| CONSIGNA |
Prosiga el texto en homenaje al P. Estefan Turcios a partir de su última oración.

La epidemia de COVID-19 se ha llevado, a lo largo de este año largo, a muchos seres queridos y a muchas personas buenas y valiosas. En homenaje a todas ellas, bueno es recordar al P. Estefan Turcios, párroco de Soyapango, ejemplar en su servicio a muchos de nuestros hermanos y hermanas en necesidad. En la reunión del clero de principios del mes de abril, la última en la que participó, decía con su característico buen humor a algunos de sus compañeros en el sacerdocio, que no sabía cómo no se había contagiado con el coronavirus, pues nunca se detuvo a la hora de acompañar enfermos, consolar a quienes habían perdido un ser querido o celebrar responsos en los velorios. Su pasión por servir, consolar y acompañar, le hacía olvidar su realidad de persona adulta mayor y vulnerable. Y se lanzaba, aun en medio del peligro, a ser pastor de tanta gente que necesitaba apoyo, junto con la palabra solidaria y esperanzadora del Evangelio. Comprometido con los Derechos Humanos desde la oficina del Arzobispado, nunca olvidó que esta tarea solo podía brotar desde el amor y el acompañamiento a la gente.

| FRAGMENTOS DE ÍTEMS |

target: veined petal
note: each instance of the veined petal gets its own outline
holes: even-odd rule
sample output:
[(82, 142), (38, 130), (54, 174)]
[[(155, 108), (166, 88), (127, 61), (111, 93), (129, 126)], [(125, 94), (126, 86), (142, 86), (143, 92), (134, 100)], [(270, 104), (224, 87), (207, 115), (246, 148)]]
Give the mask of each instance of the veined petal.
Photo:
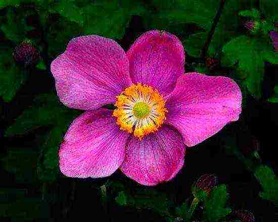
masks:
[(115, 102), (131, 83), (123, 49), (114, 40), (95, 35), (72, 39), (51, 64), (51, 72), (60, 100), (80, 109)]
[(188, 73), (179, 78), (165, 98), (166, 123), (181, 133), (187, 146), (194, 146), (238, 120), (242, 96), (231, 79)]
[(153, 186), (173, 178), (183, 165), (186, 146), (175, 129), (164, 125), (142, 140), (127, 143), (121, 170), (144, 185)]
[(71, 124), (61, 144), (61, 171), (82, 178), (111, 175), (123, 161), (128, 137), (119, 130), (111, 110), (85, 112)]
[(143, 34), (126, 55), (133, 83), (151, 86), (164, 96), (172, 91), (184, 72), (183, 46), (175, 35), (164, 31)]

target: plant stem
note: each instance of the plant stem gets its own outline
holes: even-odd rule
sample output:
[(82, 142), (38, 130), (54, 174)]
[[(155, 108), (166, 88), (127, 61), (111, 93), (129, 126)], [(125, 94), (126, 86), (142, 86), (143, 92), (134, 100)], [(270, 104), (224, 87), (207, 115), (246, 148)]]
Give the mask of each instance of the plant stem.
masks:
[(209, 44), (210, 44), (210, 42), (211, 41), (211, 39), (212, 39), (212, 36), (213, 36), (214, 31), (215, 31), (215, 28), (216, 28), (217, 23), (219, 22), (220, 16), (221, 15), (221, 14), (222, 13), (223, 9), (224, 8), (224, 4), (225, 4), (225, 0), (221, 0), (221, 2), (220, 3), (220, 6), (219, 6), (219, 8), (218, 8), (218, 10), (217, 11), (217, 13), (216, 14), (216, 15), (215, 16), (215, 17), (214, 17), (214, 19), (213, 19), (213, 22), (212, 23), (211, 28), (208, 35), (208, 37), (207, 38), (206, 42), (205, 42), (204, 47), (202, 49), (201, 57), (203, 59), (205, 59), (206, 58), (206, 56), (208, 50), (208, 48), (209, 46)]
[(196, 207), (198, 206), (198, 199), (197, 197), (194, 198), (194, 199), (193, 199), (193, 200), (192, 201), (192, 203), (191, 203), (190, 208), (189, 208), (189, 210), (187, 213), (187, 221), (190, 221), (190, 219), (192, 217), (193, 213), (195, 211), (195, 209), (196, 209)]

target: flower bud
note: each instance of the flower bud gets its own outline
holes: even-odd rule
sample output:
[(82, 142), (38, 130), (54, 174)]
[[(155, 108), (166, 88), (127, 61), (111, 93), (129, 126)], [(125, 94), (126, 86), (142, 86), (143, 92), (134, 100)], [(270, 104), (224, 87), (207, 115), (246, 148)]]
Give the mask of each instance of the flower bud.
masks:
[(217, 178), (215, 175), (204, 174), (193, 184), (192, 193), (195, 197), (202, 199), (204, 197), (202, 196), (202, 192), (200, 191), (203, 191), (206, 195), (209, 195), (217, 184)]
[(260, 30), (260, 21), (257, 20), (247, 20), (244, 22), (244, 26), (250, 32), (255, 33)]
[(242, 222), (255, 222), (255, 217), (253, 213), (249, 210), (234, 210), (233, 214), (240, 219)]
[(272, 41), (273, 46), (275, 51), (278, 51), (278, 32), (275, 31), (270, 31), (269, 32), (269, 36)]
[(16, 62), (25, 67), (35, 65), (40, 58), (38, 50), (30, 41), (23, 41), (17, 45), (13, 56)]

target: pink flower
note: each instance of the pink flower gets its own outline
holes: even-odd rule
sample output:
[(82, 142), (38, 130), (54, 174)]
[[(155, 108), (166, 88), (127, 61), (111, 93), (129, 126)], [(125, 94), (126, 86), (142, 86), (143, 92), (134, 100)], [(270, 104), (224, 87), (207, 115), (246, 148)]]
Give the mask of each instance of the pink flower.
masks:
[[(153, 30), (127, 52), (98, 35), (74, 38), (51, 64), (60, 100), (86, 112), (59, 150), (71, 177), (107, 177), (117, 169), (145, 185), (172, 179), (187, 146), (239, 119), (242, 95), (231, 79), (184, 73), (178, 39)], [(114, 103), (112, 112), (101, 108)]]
==
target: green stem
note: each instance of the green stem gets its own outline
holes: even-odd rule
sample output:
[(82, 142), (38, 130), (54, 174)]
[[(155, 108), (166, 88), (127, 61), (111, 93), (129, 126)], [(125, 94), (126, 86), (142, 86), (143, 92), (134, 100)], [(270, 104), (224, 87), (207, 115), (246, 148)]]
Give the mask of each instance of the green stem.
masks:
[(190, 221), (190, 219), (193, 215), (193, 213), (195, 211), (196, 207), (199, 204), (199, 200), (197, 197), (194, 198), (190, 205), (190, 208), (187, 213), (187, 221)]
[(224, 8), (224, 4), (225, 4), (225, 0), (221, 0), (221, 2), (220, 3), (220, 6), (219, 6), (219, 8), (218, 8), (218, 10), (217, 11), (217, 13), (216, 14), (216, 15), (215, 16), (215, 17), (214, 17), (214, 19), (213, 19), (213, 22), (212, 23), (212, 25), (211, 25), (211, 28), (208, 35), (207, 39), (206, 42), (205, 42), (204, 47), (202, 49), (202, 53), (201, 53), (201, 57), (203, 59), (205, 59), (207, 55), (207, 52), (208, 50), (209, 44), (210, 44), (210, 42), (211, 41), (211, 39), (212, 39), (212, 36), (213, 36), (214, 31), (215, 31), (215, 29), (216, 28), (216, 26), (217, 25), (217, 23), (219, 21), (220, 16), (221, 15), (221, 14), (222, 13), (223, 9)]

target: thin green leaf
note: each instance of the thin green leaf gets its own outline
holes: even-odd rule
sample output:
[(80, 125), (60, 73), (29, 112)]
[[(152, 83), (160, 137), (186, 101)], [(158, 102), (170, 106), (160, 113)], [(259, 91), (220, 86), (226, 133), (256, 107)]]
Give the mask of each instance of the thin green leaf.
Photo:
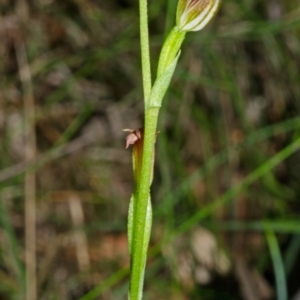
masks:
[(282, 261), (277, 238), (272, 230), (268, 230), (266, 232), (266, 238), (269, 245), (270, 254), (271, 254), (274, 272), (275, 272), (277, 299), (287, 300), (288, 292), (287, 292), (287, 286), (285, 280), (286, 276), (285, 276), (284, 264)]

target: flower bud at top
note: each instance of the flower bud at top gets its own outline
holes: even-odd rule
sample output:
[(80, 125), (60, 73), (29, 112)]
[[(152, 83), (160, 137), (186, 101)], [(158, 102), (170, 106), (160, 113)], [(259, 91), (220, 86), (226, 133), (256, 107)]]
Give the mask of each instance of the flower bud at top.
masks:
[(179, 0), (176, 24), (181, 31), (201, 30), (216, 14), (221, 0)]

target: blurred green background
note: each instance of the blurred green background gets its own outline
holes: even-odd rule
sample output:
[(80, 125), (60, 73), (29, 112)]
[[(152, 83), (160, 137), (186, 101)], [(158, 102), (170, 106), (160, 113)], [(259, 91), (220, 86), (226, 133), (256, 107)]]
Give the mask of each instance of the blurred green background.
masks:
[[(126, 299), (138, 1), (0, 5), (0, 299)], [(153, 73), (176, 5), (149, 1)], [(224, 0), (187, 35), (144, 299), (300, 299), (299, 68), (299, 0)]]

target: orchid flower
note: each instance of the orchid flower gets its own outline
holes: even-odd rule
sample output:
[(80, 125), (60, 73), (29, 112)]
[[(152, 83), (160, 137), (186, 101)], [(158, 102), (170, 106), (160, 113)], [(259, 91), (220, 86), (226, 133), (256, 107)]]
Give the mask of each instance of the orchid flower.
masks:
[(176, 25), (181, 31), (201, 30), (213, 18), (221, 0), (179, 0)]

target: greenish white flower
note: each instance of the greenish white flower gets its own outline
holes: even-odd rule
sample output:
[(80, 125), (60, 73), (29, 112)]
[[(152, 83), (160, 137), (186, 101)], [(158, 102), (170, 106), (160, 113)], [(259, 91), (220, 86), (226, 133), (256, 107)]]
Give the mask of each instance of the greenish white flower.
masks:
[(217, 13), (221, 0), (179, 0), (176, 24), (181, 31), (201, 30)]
* * *
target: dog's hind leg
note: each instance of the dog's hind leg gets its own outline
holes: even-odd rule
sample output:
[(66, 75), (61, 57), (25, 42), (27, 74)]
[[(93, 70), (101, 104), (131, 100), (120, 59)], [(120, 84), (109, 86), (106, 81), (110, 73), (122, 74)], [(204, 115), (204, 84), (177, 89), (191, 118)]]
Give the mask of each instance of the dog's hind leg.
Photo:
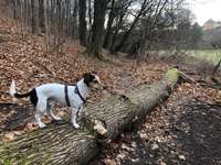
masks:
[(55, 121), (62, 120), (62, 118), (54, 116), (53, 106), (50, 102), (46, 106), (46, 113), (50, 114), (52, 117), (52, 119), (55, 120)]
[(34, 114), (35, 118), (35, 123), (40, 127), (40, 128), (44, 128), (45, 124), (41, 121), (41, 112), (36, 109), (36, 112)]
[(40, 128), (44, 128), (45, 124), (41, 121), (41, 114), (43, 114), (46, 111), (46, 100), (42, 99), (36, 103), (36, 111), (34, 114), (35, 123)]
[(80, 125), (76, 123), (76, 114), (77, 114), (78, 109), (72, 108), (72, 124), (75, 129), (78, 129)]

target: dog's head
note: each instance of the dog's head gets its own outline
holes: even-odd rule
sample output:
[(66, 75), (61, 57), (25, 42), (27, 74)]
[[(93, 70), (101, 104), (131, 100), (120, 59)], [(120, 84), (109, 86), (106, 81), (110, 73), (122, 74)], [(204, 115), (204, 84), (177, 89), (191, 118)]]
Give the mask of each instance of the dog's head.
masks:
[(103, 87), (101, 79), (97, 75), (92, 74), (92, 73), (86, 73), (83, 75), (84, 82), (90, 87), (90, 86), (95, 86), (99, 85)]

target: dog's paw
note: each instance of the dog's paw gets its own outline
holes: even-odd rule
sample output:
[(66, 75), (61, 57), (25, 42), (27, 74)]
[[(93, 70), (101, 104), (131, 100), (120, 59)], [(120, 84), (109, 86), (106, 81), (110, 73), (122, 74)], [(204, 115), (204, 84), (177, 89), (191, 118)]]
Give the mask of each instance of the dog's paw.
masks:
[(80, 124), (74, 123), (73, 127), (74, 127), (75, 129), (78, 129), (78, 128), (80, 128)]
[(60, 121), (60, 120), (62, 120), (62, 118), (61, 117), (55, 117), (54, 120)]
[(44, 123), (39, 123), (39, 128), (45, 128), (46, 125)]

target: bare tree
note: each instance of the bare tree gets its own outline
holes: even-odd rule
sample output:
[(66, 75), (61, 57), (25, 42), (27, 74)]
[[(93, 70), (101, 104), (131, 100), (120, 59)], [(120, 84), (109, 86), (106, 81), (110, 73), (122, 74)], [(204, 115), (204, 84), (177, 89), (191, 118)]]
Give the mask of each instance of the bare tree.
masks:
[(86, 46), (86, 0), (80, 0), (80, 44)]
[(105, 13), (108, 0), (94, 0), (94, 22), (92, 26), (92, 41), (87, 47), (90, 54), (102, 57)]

| RESULTADO |
Su postura generosa recuerda a los santos que en la tradición cristiana se dedicaron a acompañar y ayudar a las víctimas de las terribles pestes que en siglos pasados afectaron a la humanidad. Santos que perdieron la vida en el servicio a las víctimas de enfermedades contagiosas, no solo en el pasado, sino también en el presente, como algunos Hermanos de San Juan de Dios en África, contagiados y fallecidos mientras trabajaban en la curación de enfermos de ébola. En medio de una pandemia que ha generado mayores diferencias entre países ricos y pobres, e incluso dentro de nuestros países una mayor desigualdad social, los ejemplos de personas como el P. Estefan Turcios nos muestran el verdadero sentido de humanidad. Quienes se han enriquecido con la pandemia, quienes no han querido ceder las patentes de las vacunas, quienes se han opuesto al necesario impuesto sobre el patrimonio de quienes se enriquecen mientras los pobres mueren, no oirán hablar de Estefan. Pero la humanidad de este sacerdote permanecerá, más allá de su indudable salvación, como fermento de una humanidad más solidaria, más justa y más compasiva.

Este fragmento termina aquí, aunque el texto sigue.